── Input ──
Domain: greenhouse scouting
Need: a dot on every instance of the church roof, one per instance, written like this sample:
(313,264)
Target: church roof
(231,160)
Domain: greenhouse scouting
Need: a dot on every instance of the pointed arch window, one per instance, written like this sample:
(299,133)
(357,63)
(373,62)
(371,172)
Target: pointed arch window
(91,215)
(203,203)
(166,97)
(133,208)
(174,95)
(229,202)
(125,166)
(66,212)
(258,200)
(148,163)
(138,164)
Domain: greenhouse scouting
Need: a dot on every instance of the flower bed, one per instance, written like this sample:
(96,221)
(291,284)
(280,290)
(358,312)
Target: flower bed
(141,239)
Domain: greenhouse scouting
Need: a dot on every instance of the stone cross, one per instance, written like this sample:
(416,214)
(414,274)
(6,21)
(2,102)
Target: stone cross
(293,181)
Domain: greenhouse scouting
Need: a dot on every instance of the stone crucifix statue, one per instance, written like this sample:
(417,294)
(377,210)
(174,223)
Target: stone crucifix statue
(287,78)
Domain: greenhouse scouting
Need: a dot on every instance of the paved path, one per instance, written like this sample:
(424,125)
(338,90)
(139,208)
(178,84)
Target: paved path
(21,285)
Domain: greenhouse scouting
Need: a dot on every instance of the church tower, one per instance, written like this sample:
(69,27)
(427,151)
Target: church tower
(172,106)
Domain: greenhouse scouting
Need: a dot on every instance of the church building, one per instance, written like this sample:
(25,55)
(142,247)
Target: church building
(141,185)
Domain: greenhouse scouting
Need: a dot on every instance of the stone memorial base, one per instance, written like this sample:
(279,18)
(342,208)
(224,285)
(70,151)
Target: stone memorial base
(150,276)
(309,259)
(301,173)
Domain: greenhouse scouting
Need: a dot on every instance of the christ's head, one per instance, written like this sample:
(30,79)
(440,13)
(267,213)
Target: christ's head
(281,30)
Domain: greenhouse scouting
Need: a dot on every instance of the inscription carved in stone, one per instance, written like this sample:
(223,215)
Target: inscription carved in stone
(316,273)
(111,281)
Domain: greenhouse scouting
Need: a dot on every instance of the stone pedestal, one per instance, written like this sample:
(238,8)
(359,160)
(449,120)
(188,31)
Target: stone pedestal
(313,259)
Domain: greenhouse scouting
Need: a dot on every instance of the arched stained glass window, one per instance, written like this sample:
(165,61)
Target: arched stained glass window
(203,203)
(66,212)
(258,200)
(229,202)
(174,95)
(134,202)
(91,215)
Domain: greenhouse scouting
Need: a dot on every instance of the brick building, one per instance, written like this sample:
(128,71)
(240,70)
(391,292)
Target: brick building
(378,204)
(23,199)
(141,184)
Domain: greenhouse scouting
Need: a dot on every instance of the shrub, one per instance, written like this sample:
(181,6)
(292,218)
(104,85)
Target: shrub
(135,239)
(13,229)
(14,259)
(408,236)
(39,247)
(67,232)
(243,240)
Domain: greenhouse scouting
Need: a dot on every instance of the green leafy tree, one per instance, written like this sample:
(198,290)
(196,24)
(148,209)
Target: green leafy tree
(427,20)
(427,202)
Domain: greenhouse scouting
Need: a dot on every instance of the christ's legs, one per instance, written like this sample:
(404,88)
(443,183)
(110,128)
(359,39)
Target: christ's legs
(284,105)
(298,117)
───
__Task description__.
Output the records exactly, including every line.

__Written reply__.
Domain: greenhouse scouting
Need: a dot on every instance of the church roof, one per instance, written like this sample:
(313,264)
Target: church roof
(231,160)
Domain: greenhouse scouting
Need: a dot on every instance of the pointed arch window, one per instance, written like this sample:
(299,133)
(357,63)
(373,62)
(371,172)
Target: pointed arch window
(91,215)
(203,203)
(166,97)
(133,208)
(174,95)
(229,202)
(125,166)
(66,212)
(258,200)
(148,163)
(138,164)
Domain: greenhouse scouting
Need: a dot on every instance of the flower bed, one per instance, written like this sample:
(96,221)
(291,284)
(280,290)
(358,312)
Target: flower bed
(141,239)
Domain: greenhouse scouting
Need: a dot on every instance of the stone cross, one per instance, written like this sample:
(416,214)
(414,274)
(6,21)
(2,102)
Target: stone cross
(293,181)
Domain: greenhouse scouting
Need: a dot on every instance of the stone crucifix statue, one per instance, written like this sample:
(417,294)
(377,210)
(174,223)
Target: stone crucifix statue
(287,78)
Domain: greenhouse scouting
Need: a dot on every instance of the paved path, one per instance, written like this sample:
(424,125)
(338,90)
(139,208)
(178,84)
Target: paved path
(21,285)
Domain: greenhouse scouting
Need: a dot on every instance of the church tower, one per instance, written like this sample:
(69,27)
(427,151)
Target: church tower
(172,106)
Domain: greenhouse scouting
Need: a dot on every instance of the church building, one per instance, written like this sample:
(25,55)
(142,247)
Target: church building
(141,185)
Domain: greenhouse scouting
Need: a dot on every instance of the stone memorial base, one per instance, written like this sample:
(279,18)
(342,208)
(224,285)
(70,151)
Target: stone memorial base
(150,276)
(309,259)
(301,173)
Domain: greenhouse scouting
Need: a dot on every instance of the christ's head, one per instance, written like this sample:
(30,79)
(440,13)
(267,213)
Target: christ's head
(281,30)
Domain: greenhouse scouting
Need: a dot on every instance of the inscription carved in stone, one per instance, written like this sample:
(223,215)
Target: inscription carved in stone
(316,273)
(111,281)
Domain: greenhouse scouting
Need: a dot on every instance of the stone pedestal, one per instance, written like this sample:
(238,8)
(359,160)
(449,120)
(188,31)
Target: stone pedestal
(313,259)
Domain: greenhouse scouting
Need: a dot on every instance of the arched stained glass window, one per instance, written like this sample:
(165,61)
Target: arched stained glass window
(203,203)
(66,212)
(258,200)
(229,202)
(174,95)
(134,202)
(91,215)
Domain: greenhouse scouting
Need: a dot on every instance of the brick building, one per instance, written like this sample:
(128,71)
(240,70)
(391,292)
Target: brick building
(378,204)
(23,199)
(141,184)
Domain: greenhouse scouting
Need: a dot on every instance of the shrub, one per instance, written like this sample:
(181,6)
(292,218)
(104,85)
Target: shrub
(135,239)
(13,229)
(14,259)
(408,236)
(39,247)
(67,232)
(243,240)
Domain: greenhouse scouting
Need: a dot on every instance of the green leafy tree, one per instance, written like this sample:
(198,290)
(196,24)
(148,209)
Target: green leafy tree
(427,20)
(427,202)
Domain: greenhouse scouting
Need: a dot on every instance of the christ's legs, one per instance, written like this sample:
(404,88)
(443,183)
(110,128)
(359,39)
Target: christ's legs
(284,105)
(298,117)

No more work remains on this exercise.